Entries from a dataset
►
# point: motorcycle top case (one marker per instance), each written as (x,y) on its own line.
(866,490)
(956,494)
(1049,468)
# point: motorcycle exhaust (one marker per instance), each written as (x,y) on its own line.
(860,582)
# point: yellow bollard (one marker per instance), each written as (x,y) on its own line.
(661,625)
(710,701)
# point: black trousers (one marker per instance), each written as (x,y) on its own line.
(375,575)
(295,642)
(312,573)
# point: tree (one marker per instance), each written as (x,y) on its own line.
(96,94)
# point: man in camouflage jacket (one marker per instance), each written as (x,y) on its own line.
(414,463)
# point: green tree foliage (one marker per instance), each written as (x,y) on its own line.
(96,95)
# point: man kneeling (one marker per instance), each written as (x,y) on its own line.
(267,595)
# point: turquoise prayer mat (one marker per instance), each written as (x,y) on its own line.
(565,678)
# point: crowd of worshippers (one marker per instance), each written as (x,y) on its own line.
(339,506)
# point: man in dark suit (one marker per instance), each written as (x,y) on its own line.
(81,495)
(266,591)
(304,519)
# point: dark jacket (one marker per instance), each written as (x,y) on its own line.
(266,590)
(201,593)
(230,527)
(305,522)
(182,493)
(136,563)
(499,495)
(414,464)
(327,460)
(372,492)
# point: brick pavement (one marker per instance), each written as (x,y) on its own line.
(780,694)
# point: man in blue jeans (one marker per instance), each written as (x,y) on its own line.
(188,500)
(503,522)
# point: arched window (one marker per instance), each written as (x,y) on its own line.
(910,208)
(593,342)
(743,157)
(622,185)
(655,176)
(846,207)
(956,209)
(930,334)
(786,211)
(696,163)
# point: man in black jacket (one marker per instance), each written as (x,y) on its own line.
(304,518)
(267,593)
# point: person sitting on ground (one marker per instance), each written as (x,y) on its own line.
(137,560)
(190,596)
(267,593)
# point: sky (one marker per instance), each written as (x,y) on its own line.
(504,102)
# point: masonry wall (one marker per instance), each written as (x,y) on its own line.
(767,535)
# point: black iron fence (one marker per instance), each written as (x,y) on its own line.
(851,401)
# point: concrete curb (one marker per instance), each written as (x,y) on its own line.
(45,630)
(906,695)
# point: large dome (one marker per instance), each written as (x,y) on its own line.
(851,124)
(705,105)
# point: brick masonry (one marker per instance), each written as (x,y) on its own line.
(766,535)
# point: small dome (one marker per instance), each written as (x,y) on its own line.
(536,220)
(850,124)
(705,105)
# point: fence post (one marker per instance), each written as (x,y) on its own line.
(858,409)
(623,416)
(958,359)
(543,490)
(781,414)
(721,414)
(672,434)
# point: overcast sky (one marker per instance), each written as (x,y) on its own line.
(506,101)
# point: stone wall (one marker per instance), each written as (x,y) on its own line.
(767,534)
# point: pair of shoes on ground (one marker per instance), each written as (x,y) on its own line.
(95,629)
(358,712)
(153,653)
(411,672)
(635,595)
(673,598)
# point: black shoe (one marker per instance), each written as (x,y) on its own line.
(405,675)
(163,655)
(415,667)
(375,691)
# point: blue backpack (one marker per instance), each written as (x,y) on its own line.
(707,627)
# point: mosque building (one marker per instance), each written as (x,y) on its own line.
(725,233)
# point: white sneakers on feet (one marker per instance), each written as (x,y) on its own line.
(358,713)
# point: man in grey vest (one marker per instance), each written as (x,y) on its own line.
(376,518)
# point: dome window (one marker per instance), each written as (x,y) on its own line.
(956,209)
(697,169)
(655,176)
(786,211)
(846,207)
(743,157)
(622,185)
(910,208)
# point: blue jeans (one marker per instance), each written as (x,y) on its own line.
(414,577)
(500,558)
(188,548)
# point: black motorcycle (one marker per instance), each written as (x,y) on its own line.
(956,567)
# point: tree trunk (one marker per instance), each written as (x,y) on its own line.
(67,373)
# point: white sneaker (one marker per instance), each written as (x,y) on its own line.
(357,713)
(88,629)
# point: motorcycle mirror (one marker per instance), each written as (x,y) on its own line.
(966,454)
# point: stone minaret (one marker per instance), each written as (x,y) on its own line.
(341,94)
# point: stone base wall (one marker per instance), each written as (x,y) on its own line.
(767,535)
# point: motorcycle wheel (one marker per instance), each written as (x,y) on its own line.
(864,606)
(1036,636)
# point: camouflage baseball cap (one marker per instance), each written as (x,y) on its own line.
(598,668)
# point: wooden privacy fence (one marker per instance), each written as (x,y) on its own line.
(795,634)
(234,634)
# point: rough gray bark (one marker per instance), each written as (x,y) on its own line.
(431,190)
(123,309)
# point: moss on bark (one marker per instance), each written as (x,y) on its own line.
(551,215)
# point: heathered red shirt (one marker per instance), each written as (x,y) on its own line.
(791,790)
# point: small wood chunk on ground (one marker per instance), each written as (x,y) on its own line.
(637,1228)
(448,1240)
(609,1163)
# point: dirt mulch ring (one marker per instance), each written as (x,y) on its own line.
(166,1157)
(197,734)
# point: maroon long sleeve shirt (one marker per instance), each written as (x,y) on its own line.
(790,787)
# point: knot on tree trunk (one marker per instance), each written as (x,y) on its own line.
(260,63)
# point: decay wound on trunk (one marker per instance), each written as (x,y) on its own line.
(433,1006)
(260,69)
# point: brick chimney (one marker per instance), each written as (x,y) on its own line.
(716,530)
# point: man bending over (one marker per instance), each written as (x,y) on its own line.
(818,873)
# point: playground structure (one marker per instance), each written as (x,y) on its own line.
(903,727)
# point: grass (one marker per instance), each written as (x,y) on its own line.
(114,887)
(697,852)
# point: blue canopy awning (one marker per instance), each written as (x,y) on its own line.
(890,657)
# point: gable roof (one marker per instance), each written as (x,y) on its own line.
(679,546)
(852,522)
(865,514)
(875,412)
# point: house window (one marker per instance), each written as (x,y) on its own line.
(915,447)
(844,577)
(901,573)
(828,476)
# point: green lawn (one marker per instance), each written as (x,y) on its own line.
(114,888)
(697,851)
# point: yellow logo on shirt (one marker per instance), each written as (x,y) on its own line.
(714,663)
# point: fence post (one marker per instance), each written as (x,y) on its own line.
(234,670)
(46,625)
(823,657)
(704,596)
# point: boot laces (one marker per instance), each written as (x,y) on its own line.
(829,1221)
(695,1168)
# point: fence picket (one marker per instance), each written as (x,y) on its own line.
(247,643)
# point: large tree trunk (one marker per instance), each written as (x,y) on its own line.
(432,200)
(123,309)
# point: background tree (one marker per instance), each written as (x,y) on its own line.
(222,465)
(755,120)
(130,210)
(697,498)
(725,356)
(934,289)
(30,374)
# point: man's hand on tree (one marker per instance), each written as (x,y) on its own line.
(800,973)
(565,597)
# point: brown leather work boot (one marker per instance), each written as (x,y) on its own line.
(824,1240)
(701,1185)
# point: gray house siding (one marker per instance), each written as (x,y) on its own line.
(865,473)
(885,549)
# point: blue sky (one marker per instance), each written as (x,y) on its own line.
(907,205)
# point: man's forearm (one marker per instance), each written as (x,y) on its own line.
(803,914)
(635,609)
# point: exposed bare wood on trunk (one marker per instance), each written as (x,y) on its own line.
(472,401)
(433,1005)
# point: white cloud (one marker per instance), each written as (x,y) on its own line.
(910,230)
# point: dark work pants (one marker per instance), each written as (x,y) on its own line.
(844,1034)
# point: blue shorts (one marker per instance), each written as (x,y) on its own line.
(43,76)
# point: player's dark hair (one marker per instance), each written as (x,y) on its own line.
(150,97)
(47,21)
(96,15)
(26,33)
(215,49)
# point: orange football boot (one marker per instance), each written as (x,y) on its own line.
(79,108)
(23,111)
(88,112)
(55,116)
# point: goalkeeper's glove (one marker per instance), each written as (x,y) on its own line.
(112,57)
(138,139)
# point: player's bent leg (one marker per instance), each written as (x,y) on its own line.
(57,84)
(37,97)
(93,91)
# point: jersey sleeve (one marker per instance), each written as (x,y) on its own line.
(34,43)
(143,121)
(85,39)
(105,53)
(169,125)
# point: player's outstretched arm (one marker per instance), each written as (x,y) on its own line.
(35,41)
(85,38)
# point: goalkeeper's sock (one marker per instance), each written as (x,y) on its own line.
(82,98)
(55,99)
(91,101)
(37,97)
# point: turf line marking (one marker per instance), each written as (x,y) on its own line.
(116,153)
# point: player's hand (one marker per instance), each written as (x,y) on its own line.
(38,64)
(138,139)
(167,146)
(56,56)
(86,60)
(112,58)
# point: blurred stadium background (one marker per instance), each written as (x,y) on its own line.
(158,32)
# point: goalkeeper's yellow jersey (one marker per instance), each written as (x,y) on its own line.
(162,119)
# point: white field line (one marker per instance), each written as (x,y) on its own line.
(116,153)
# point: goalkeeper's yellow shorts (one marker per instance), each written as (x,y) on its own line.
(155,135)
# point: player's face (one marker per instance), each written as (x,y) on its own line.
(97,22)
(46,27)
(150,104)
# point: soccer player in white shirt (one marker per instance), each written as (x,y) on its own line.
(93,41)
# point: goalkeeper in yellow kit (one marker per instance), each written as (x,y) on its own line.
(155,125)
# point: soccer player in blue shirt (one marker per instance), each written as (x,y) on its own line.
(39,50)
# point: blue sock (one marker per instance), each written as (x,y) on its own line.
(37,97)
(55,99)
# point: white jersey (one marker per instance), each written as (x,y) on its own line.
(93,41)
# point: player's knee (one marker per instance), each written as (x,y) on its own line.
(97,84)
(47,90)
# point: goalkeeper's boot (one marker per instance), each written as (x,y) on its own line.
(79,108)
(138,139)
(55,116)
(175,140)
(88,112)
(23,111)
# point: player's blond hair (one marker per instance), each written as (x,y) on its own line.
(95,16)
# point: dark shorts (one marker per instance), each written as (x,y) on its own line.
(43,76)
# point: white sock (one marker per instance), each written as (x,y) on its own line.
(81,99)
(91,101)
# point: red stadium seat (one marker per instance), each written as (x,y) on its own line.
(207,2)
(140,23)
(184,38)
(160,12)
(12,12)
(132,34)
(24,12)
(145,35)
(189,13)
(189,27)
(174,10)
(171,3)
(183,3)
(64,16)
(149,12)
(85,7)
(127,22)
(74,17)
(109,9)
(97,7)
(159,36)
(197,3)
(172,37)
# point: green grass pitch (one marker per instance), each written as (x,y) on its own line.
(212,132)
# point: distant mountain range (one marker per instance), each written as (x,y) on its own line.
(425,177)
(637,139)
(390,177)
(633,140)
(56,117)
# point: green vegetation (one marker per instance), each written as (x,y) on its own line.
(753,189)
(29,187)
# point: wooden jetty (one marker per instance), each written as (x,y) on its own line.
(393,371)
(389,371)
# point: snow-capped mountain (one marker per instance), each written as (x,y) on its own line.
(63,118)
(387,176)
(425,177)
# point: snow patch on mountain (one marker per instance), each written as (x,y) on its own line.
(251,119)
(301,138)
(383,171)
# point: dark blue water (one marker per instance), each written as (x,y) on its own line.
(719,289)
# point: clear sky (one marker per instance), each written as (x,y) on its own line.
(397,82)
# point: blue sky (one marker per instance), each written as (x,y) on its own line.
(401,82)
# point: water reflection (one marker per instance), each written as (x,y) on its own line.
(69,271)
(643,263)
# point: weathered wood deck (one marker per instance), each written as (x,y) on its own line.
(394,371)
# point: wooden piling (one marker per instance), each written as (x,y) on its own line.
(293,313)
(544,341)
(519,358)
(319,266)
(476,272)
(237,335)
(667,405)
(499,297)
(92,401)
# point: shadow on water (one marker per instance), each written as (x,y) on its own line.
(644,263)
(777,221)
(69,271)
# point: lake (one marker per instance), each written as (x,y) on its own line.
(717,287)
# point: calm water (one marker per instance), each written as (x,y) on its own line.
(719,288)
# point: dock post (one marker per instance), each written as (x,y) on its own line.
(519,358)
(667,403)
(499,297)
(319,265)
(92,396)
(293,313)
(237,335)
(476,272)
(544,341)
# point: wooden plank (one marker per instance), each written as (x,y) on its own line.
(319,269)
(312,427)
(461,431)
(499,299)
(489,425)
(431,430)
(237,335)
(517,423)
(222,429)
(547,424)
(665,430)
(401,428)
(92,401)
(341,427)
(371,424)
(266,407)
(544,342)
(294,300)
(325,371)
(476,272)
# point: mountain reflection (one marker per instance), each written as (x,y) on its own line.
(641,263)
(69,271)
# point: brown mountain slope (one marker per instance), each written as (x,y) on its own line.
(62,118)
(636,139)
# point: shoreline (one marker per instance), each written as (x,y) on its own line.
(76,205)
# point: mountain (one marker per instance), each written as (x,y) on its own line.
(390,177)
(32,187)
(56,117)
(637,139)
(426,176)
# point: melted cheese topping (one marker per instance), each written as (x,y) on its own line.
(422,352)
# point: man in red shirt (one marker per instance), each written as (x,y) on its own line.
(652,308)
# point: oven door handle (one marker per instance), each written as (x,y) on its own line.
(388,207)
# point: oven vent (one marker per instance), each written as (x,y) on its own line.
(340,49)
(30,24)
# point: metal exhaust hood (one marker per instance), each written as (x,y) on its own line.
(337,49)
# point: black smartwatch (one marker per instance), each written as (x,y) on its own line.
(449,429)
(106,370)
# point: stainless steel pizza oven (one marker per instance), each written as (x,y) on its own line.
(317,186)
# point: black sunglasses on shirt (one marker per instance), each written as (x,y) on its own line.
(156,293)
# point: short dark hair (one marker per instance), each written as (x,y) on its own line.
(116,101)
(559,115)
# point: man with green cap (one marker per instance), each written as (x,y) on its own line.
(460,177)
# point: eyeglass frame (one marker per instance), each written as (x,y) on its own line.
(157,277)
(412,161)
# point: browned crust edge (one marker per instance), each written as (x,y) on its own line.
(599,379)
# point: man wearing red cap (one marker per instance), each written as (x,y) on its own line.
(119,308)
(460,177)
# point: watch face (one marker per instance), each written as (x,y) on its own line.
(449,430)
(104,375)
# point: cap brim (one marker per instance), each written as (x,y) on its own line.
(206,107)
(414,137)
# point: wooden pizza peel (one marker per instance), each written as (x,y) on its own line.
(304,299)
◄
* Problem statement *
Repeat exactly, and only, the lines from the line containing "# point: melted" through the last line of the records above, both included.

* The solution *
# point: melted cheese topping (one marker per instance), each written as (x,y) on its own line.
(422,352)
# point: man in red shirt (one marker per instance), each written as (x,y) on its own line.
(652,308)
# point: oven door handle (one marker per instance), each written as (x,y) on its own line.
(388,207)
# point: oven vent (one marker per instance), each written as (x,y) on its own line.
(340,49)
(30,24)
# point: metal exhaust hood (one marker per instance), each written as (x,y) on its own line.
(337,49)
# point: black smartwatch (one marker per instance), each written as (x,y) on its own line.
(449,429)
(106,370)
# point: stainless steel pizza oven (one marker per instance), each written as (x,y) on its own line.
(317,186)
# point: black sunglasses on shirt (one marker per instance), each written as (x,y) on its own line.
(156,293)
# point: short dark hair (one marker per instance), each written as (x,y) on its own line.
(116,101)
(559,115)
# point: man with green cap (one marker per instance), each written as (x,y) on its own line.
(460,177)
# point: eyeglass frame (one marker per instance), each written as (x,y) on its own line.
(157,277)
(412,161)
# point: browned crust edge (one marker per instance), each written as (x,y) on its own line.
(599,379)
# point: man wearing red cap (one marker per instance), each written as (x,y) on its own line.
(119,308)
(460,177)
# point: watch face (one marker per instance), each written as (x,y) on its own line.
(449,430)
(104,375)
# point: cap brim (one marker per instance), each written as (x,y) on its own line.
(206,107)
(414,137)
# point: wooden pizza peel (one marker per instance), each written as (x,y) on its own line.
(304,299)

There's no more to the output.